§ List of tasks:
1: From the forum thread, copy the passage word for word, starting at the words "What's more, I" and stopping after the words "more than half.".
2: In the forum thread, name every company or organization mentioned in the paragraph that begins "What's more, I noticed the other day."

The globo-trance is in full effect. Why would anyone think that evil willn't succeed? I mean sure I hope something good happens, but the very industries and people in them, who are supposed to provide healing, well, are completely gutted and exploited by psychopaths addicted to money.

Nah, it's tough to imagine a hopeful future. But hope floats as they say. ...Well, it doesn't float as well as a 2 million dollar yacht. But apparently it does float. Yeah.


www.smirkingchimp.com...


Happy Holidays, Corporate America - I'd Like to File a Complaint
by Michael Winship | December 23, 2011 - 9:49am

[...]

What's more, I noticed the other day that Mark Ryan, who retired last year from his job as chief executive of the drugstore chain to which I complained - CVS Caremark - was one of the ten most highly paid bosses in America. That's according to the corporate governance group GMI Ratings. The New York Times reports, "In his last year at CVS he received total compensation of $29.2 million and an additional $50.4 million from stock awards and options." He's now an operating partner with Advent International, a private equity firm specializing in corporate buyouts. Which is interesting because during the time he was CEO at CVS, its stock price dropped by more than half.



reply posted on 25-12-2011 @ 09:47 AM by soficrow
reply to post by Pervius



Do you have links? Really want the documentation showing that worker's testimony that labs vent into the atmosphere.

S& for your post - but note, there is a difference between chemical weapons and bio-weapons.

Thanks - sofi


reply posted on 27-12-2011 @ 07:45 PM by soficrow
reply to post by eonpeon



Yes - there's a lot of scaremongering and yes - there's a lot of profiteering too. BUT - those facts do not change the other equally verifiable fact that microbes are mutating rapidly, and adaptiing to man-made environmental changes.


reply posted on 28-12-2011 @ 06:53 PM by soficrow
For comparison, take a quick look at what's happening with protein nanotechnology. And remember, proteins are the molecular building blocks of life - and flu and other viruses use proteins as "keys" to unlock cell "doors."

"Proteins are the molecular machines of life, the molecules we are made of," Zocchi said. "We have found that sometimes they behave as a solid and sometimes as a liquid.

"Solids have a shape while liquids flow — for simple materials at low stresses. However, for complex materials, or large stresses, the behavior can be in-between. Subjected to mechanical forces, a material might be elastic and store mechanical energy (simple solid), viscous and dissipate mechanical energy (simple fluid), or visco-elastic and both store and dissipate mechanical energy (complex solid, complex fluid). The viscoelastic behavior characteristic of more complex matter had not been clearly seen before on isolated proteins because mechanical measurements tend to destroy the proteins."

§ Stored data:
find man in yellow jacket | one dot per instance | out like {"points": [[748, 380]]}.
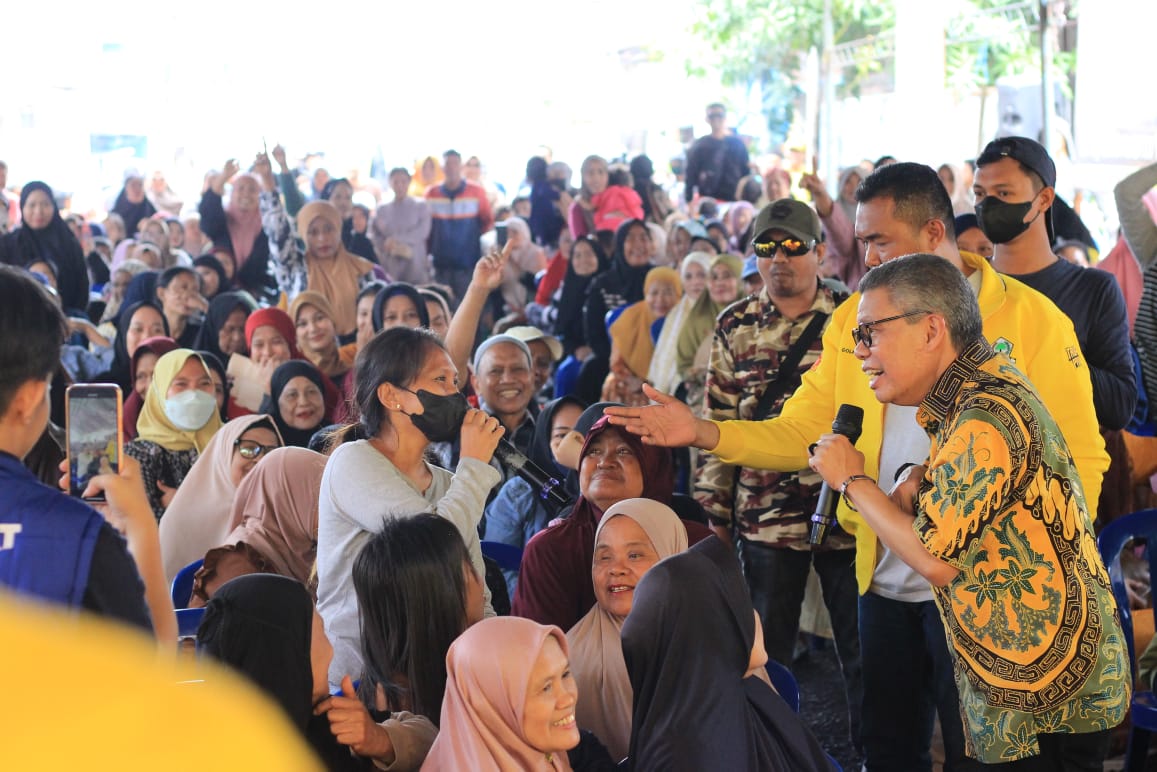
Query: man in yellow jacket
{"points": [[903, 210]]}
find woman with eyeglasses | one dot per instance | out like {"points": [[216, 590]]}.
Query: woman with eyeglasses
{"points": [[198, 519]]}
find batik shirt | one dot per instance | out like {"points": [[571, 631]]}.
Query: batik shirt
{"points": [[773, 507], [1036, 642]]}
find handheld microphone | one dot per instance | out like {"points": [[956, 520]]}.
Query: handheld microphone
{"points": [[849, 423], [545, 486]]}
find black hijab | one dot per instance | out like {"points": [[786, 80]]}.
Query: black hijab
{"points": [[686, 645], [53, 244], [278, 383], [132, 213], [625, 279], [120, 372], [220, 308], [213, 264], [569, 324], [400, 288]]}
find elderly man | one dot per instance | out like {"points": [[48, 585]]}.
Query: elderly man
{"points": [[1001, 529], [901, 210]]}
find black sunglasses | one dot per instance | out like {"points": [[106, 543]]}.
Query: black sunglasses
{"points": [[791, 247], [862, 332], [252, 449]]}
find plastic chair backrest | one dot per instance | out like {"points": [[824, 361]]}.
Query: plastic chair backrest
{"points": [[183, 585], [1112, 539], [509, 558], [785, 684]]}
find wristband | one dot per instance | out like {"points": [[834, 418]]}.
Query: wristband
{"points": [[844, 489]]}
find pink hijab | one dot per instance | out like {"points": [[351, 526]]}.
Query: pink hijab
{"points": [[275, 511], [243, 226], [487, 675]]}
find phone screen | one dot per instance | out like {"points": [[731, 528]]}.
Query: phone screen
{"points": [[94, 434]]}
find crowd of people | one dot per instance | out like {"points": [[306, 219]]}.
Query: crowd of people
{"points": [[472, 484]]}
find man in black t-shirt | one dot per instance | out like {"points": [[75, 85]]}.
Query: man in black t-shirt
{"points": [[717, 161], [1014, 186]]}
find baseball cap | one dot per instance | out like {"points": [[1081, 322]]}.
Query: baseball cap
{"points": [[527, 333], [791, 217], [750, 267], [1030, 153], [496, 339]]}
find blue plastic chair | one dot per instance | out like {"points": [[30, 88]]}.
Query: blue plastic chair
{"points": [[183, 585], [189, 620], [1141, 526], [509, 558], [785, 684]]}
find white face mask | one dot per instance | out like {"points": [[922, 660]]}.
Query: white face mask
{"points": [[190, 410]]}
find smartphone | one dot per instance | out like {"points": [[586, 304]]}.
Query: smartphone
{"points": [[95, 423]]}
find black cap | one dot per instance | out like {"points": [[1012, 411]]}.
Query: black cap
{"points": [[1027, 152]]}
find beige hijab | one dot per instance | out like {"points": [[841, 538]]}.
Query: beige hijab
{"points": [[198, 519], [337, 279], [596, 653]]}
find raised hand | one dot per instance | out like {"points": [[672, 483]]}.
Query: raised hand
{"points": [[669, 424]]}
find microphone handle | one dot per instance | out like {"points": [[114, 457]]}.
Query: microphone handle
{"points": [[545, 486]]}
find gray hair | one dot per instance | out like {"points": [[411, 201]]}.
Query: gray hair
{"points": [[931, 284]]}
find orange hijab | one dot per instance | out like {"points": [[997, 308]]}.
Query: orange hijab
{"points": [[336, 279]]}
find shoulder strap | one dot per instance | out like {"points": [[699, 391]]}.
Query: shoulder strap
{"points": [[786, 373]]}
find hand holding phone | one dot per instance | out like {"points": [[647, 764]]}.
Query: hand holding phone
{"points": [[95, 435]]}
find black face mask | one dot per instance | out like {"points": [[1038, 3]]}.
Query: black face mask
{"points": [[442, 416], [1002, 221]]}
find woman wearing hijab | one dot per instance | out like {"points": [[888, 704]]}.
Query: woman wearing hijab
{"points": [[138, 322], [621, 285], [214, 279], [132, 204], [296, 402], [238, 227], [554, 583], [633, 536], [399, 304], [323, 264], [509, 700], [144, 366], [691, 645], [177, 421], [45, 237], [265, 627], [317, 336], [633, 338], [199, 516], [340, 192], [656, 203], [586, 262], [223, 331], [693, 345], [518, 512], [693, 272], [273, 523]]}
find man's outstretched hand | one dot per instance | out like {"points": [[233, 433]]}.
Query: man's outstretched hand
{"points": [[669, 424]]}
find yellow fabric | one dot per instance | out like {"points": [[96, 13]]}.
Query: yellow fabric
{"points": [[87, 692], [154, 425], [336, 279], [1044, 346]]}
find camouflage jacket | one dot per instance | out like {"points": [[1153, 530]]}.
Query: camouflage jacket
{"points": [[774, 508]]}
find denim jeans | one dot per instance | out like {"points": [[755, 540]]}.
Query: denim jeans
{"points": [[907, 681], [776, 579]]}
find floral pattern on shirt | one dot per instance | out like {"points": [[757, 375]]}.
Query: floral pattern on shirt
{"points": [[1036, 642]]}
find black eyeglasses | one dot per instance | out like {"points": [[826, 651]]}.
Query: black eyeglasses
{"points": [[862, 333], [250, 449], [790, 247]]}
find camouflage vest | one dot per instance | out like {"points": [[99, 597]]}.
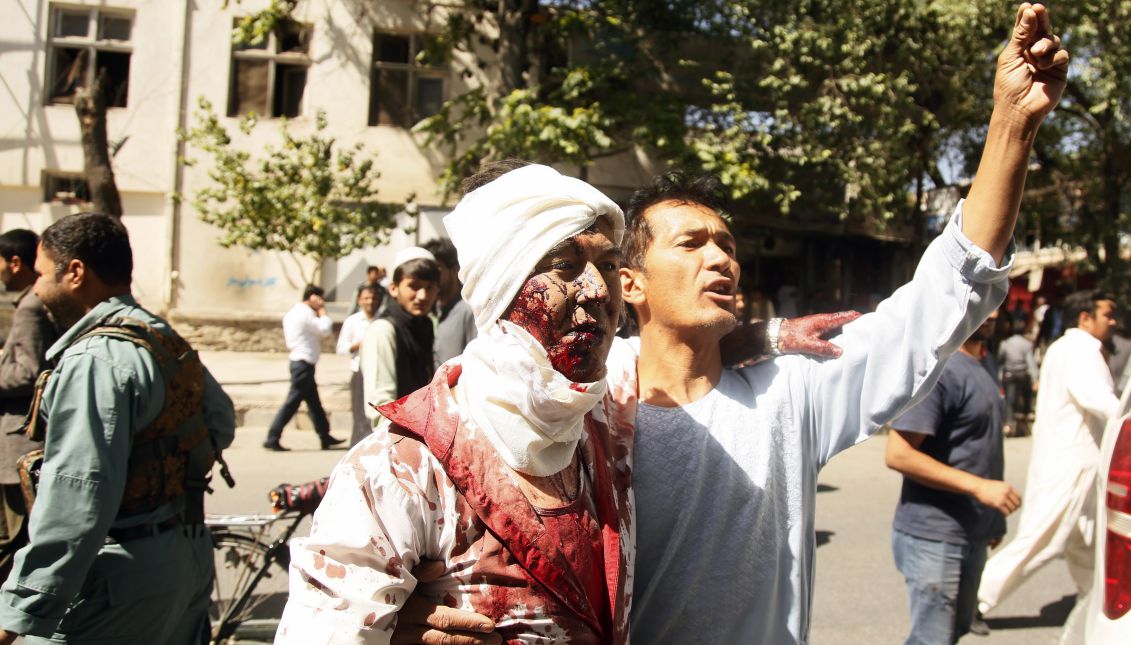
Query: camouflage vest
{"points": [[172, 457]]}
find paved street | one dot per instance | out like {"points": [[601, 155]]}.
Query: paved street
{"points": [[860, 596]]}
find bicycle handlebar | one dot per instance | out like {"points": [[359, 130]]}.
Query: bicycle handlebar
{"points": [[303, 498]]}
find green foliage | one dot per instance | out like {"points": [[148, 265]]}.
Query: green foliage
{"points": [[252, 29], [303, 197], [812, 109], [1086, 147], [847, 106]]}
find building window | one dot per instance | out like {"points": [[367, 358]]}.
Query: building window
{"points": [[408, 79], [65, 188], [83, 42], [269, 78]]}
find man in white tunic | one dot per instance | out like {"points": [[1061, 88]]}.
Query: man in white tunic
{"points": [[1073, 405], [726, 462]]}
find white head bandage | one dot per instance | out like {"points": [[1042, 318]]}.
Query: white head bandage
{"points": [[501, 231]]}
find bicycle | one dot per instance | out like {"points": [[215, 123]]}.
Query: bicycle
{"points": [[252, 560]]}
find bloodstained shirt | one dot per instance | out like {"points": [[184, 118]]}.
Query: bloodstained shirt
{"points": [[433, 488]]}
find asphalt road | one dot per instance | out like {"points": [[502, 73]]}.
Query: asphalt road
{"points": [[860, 596]]}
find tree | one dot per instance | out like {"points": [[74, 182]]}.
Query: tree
{"points": [[847, 108], [1085, 151], [808, 106], [91, 108], [303, 197]]}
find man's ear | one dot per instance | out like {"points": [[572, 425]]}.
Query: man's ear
{"points": [[632, 283], [75, 274]]}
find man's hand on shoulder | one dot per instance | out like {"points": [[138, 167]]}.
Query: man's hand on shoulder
{"points": [[806, 335]]}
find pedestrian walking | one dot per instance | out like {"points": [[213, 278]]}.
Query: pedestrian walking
{"points": [[23, 359], [1073, 404], [350, 337], [303, 327], [953, 501]]}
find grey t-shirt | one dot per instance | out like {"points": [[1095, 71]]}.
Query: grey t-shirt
{"points": [[963, 419], [700, 480]]}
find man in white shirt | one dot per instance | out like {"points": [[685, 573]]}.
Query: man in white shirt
{"points": [[396, 351], [350, 337], [303, 328], [1073, 405], [725, 462]]}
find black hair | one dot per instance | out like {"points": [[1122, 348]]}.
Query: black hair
{"points": [[100, 241], [675, 186], [421, 268], [443, 251], [312, 290], [489, 172], [19, 243], [1082, 302]]}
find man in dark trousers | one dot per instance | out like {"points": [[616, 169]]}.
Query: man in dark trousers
{"points": [[23, 359], [953, 502], [303, 327]]}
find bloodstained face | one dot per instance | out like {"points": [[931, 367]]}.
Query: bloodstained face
{"points": [[572, 302]]}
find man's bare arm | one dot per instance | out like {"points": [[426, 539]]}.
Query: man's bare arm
{"points": [[1030, 77]]}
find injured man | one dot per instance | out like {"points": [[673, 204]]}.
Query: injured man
{"points": [[511, 470]]}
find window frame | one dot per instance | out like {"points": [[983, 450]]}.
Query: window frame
{"points": [[413, 71], [91, 43], [50, 179], [269, 54]]}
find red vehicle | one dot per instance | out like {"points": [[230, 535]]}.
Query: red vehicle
{"points": [[1105, 617]]}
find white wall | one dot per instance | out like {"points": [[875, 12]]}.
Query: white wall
{"points": [[179, 261]]}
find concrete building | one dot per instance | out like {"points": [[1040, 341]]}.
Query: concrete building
{"points": [[353, 60]]}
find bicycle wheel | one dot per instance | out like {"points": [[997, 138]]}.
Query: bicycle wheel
{"points": [[238, 559]]}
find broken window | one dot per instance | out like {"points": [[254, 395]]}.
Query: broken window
{"points": [[269, 77], [408, 79], [81, 43], [65, 188]]}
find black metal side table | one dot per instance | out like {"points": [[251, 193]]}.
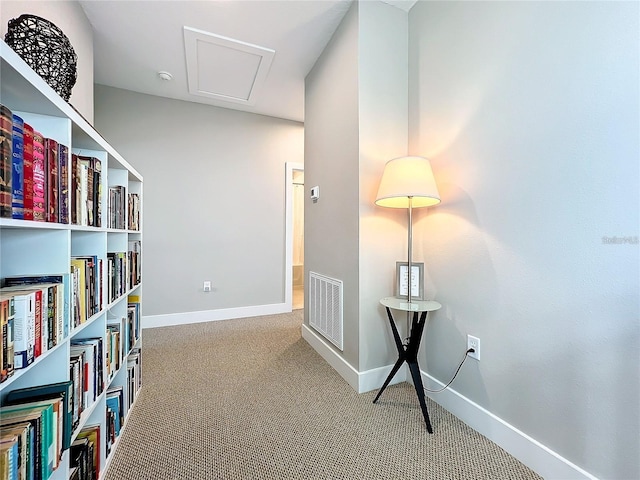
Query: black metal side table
{"points": [[409, 352]]}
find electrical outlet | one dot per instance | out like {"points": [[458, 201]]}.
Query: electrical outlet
{"points": [[474, 342]]}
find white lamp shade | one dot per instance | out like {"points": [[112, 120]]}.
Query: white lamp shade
{"points": [[404, 178]]}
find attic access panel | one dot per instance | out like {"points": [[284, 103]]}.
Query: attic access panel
{"points": [[223, 68]]}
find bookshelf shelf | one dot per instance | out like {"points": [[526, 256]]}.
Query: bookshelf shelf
{"points": [[35, 248]]}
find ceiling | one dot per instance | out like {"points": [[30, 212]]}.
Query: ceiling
{"points": [[134, 40]]}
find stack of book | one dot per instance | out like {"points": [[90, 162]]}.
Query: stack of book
{"points": [[36, 426], [41, 180], [33, 312]]}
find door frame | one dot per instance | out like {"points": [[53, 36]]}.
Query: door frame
{"points": [[288, 211]]}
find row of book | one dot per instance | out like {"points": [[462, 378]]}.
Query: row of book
{"points": [[122, 336], [37, 423], [36, 312], [32, 313], [119, 399], [41, 180], [134, 211], [35, 429], [86, 275], [85, 454]]}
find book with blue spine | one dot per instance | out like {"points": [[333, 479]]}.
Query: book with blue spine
{"points": [[62, 390], [17, 168], [63, 183], [6, 122], [27, 171]]}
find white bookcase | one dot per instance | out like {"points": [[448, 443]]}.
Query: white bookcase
{"points": [[40, 248]]}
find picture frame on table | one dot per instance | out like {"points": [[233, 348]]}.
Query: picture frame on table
{"points": [[417, 280]]}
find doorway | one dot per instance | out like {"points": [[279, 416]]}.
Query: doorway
{"points": [[294, 264]]}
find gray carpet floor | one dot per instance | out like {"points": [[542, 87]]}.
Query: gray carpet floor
{"points": [[250, 399]]}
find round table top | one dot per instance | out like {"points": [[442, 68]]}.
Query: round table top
{"points": [[414, 306]]}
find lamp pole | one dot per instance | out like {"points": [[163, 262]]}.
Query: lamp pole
{"points": [[410, 248]]}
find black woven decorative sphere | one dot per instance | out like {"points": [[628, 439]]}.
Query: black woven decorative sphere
{"points": [[46, 49]]}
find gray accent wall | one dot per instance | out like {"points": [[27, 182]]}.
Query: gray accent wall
{"points": [[355, 121], [529, 113], [214, 198], [331, 243]]}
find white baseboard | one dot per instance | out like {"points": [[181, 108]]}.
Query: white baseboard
{"points": [[360, 381], [153, 321], [529, 451]]}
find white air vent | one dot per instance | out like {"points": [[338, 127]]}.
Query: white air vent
{"points": [[223, 68], [325, 307]]}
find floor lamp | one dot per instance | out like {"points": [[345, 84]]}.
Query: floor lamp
{"points": [[407, 182]]}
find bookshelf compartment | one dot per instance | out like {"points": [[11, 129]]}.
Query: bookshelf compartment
{"points": [[26, 251], [35, 248]]}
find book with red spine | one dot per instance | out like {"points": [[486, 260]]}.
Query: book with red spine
{"points": [[17, 169], [51, 174], [63, 183], [28, 171], [39, 178], [6, 159]]}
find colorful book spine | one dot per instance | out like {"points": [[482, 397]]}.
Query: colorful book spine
{"points": [[28, 171], [39, 178], [63, 183], [6, 159], [97, 192], [51, 173], [17, 168]]}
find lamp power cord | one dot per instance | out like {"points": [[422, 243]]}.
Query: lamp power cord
{"points": [[466, 354]]}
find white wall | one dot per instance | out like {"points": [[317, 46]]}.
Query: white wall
{"points": [[214, 198], [529, 113], [70, 18], [383, 129]]}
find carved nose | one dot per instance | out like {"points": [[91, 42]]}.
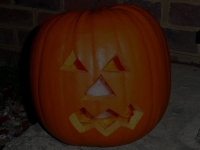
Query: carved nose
{"points": [[99, 88]]}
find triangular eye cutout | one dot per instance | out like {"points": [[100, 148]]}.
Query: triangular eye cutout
{"points": [[72, 63], [114, 65]]}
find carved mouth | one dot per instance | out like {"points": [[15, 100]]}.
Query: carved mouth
{"points": [[107, 122]]}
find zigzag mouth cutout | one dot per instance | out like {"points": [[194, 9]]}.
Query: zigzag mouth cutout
{"points": [[107, 122]]}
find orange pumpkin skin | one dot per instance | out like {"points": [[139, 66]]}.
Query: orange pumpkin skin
{"points": [[95, 37]]}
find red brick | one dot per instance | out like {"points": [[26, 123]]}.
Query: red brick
{"points": [[4, 1], [184, 14], [22, 35], [153, 8], [16, 17], [9, 57], [42, 16], [179, 40], [7, 36], [44, 4], [87, 4]]}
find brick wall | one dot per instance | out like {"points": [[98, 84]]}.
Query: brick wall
{"points": [[19, 18]]}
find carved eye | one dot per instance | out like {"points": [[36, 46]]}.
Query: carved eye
{"points": [[72, 63], [114, 65]]}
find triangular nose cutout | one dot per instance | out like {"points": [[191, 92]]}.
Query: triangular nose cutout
{"points": [[99, 88]]}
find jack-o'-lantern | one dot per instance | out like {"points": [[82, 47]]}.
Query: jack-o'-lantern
{"points": [[100, 77]]}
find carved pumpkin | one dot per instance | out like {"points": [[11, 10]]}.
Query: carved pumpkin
{"points": [[100, 77]]}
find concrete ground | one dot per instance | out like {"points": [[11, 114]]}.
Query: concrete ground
{"points": [[178, 130]]}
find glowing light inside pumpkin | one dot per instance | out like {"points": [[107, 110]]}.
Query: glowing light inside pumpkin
{"points": [[100, 88]]}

§ Numbered responses:
1:
What's more, I noticed the other day that Mark Ryan, who retired last year from his job as chief executive of the drugstore chain to which I complained - CVS Caremark - was one of the ten most highly paid bosses in America. That's according to the corporate governance group GMI Ratings. The New York Times reports, "In his last year at CVS he received total compensation of $29.2 million and an additional $50.4 million from stock awards and options." He's now an operating partner with Advent International, a private equity firm specializing in corporate buyouts. Which is interesting because during the time he was CEO at CVS, its stock price dropped by more than half.

2: CVS Caremark, GMI Ratings, The New York Times, Advent International